## Task details:
The entries are to be output in full, word for word.

## Data entries:
_ _ _ _

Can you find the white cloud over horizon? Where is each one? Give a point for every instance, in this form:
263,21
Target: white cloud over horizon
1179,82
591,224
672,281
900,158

_ _ _ _

## Answer to the exercise:
Can you find the white cloud over horizon? Where is each one? Give a point for every instance, in this form:
263,21
Target: white cloud over horizon
1179,82
591,224
672,281
900,158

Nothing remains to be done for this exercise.